• _Given request_
Give every line of the listing below as a numbered list, with blank lines and pictures omitted.

═══ Data for this exercise ═══

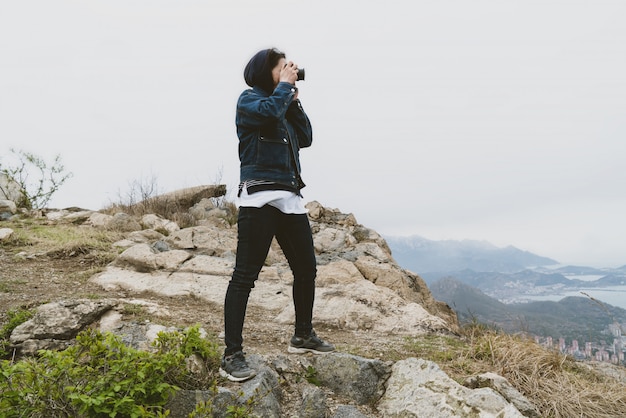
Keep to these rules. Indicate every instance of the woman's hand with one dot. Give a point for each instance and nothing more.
(289, 73)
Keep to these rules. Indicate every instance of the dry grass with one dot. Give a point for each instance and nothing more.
(557, 384)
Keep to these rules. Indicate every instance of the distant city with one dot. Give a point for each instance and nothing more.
(604, 351)
(577, 310)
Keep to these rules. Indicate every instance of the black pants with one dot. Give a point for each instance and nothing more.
(256, 229)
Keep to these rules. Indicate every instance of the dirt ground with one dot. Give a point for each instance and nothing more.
(29, 279)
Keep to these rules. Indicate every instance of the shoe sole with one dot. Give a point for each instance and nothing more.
(302, 350)
(232, 378)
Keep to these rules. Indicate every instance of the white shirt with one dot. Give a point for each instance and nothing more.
(283, 200)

═══

• _Solution to the exercise_
1. Keep to these rules. Indicate every instance of the woman's hand with one dot. Give a point for each instance and nothing more.
2. (289, 73)
3. Keep to these rules. Indicate every instance of the dry grass with one dot. Give a point for each instance and nothing more.
4. (557, 384)
5. Keep to these rules. Indicate every instance of the distant city with one dot. Give a point for each instance and nothing more.
6. (604, 351)
7. (577, 310)
8. Keep to these rules. Indicate every instance of the black pants with one dot. Give a point for each instance and nothing more.
9. (256, 229)
10. Keep to these rules. Indicate every instance of the dirt ground with one dot. Give a point for each instance and nothing more.
11. (29, 279)
12. Keep to these rules. Indicate every instance of the shoe sole with one dot. Give a point for each instance and nothing more.
13. (302, 350)
14. (232, 378)
15. Keep to these rules. Indicate every instance of the white shirt with one dot. Give a point for each instance and nothing more.
16. (283, 200)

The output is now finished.